Problem to solve: Nothing may be dropped or added when the entries below are copied.

Data records:
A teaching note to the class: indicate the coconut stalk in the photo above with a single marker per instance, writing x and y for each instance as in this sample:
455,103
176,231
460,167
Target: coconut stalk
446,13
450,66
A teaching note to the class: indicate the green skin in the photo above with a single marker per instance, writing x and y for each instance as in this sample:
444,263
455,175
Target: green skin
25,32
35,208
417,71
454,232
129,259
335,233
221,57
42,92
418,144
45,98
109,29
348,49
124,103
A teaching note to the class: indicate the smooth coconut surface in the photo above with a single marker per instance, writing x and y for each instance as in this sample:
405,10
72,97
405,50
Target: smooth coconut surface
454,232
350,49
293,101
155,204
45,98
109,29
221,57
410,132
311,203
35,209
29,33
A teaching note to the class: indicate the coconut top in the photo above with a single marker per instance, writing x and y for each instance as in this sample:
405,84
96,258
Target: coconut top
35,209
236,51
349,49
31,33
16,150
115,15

Exercise answer:
A teaching note to the class: indicate the coconut stalk in the photo above with a single marker per instance, writing x and y for each instance as in this sample:
455,103
176,231
460,167
Target: coconut stalk
446,13
450,66
A teaching note to the class: indicate the green skin in the photo above with a single marker per instance, writing x and y for each instance as in this sample:
444,263
455,175
Target: green skin
25,32
35,208
417,71
454,232
129,259
335,233
221,57
42,92
418,144
45,98
109,29
348,49
124,103
A teaching note to the class: indicate the smooth coconut surface in the photo above with a single marker per instance, writing x and y for each instance as in this sample:
405,10
72,97
405,50
Target: smooth coconut surface
454,232
350,49
293,101
155,204
45,98
109,29
221,57
410,132
311,203
35,209
29,33
A teaching note to the class: indicate the coconut top in the photo above with a single marker per instance, writing x and y for each instance as in this sample:
405,84
96,258
Target: coconut top
35,209
236,51
349,49
31,33
16,150
115,15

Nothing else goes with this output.